=== WHAT TO PRODUCE ===
Rewrite the data below, replacing every "disc" with "circle" and leaving all else as it is.
/---
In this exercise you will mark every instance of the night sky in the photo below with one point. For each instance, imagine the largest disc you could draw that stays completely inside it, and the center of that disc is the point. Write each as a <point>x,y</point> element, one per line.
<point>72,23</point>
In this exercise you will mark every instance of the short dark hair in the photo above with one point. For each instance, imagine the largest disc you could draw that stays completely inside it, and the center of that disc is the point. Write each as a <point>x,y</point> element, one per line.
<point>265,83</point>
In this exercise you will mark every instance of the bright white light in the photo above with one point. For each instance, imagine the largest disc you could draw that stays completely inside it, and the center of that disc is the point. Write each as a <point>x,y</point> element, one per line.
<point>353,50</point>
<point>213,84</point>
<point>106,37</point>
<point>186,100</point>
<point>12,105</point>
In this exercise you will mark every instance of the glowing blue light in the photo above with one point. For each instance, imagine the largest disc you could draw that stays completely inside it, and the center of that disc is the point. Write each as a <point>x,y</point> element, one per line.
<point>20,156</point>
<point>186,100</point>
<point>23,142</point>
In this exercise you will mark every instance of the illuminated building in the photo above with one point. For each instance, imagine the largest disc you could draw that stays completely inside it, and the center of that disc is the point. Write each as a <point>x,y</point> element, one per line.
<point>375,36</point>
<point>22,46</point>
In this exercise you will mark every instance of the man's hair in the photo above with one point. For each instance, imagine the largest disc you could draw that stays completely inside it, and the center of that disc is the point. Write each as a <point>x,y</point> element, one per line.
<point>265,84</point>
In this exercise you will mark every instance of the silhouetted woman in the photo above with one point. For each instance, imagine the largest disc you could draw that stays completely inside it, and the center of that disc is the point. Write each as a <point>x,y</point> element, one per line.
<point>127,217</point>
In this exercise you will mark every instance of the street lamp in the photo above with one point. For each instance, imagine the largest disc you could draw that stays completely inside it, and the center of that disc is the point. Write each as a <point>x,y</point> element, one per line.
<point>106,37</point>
\---
=== RESPONSE ===
In this exercise you will mark every instance of the night sky in the photo below with one point. For each instance, imagine the largest circle you could draw that stays completely inside it, and the center of that circle is the point. Write each as a <point>x,y</point> element, one per line.
<point>72,23</point>
In this exercise you will mark every instance of the short dark hair in the photo above with one point. For each instance, imagine the largest circle you could draw that stays completely inside it, and the center of that circle is the point. Write each as a <point>x,y</point> element, one per line.
<point>265,83</point>
In this exercise you will mark every instance of the bright white light in the photo above with one point. For each instance, imagine the largest circle you could draw that stays completely inside it, and the center of that circle is the point. Write each as a <point>x,y</point> element, one per line.
<point>353,50</point>
<point>213,84</point>
<point>106,37</point>
<point>186,100</point>
<point>12,105</point>
In this exercise you will mark every instance of the glowing blue light in the photo above with one point. For each instance, imagine the largest circle you could draw that stays completely inside it, and the center of that circle is the point. Write each as a <point>x,y</point> element, one per line.
<point>20,156</point>
<point>186,100</point>
<point>23,142</point>
In this exercise you will mark every instance of the illuminated building in the photo above with one point. For each instance, imagine the largest circle you could draw that stays completely inside it, and the center of that circle is the point. Write each as a <point>x,y</point> element, one per line.
<point>375,36</point>
<point>22,46</point>
In this exercise you will mark every instance of the man's hair in the photo above with one point. For each instance, imagine the largest circle you could draw that stays completely inside it, and the center of that circle is the point. Write each as a <point>x,y</point> element, one per line.
<point>265,84</point>
In this exercise you will mark every instance of the silhouetted woman in the photo above with one point. For each instance, imagine the largest circle you could draw that stays completely inside it, and the center of that circle is the point. Write each as a <point>x,y</point> element, one per line.
<point>127,217</point>
In this exercise you will mark every instance of the street lamp in the photo above with one point. For each instance, imagine the largest circle you could draw that stays completely inside it, and the center of that circle is the point. Write each as a <point>x,y</point> element, one per line.
<point>106,37</point>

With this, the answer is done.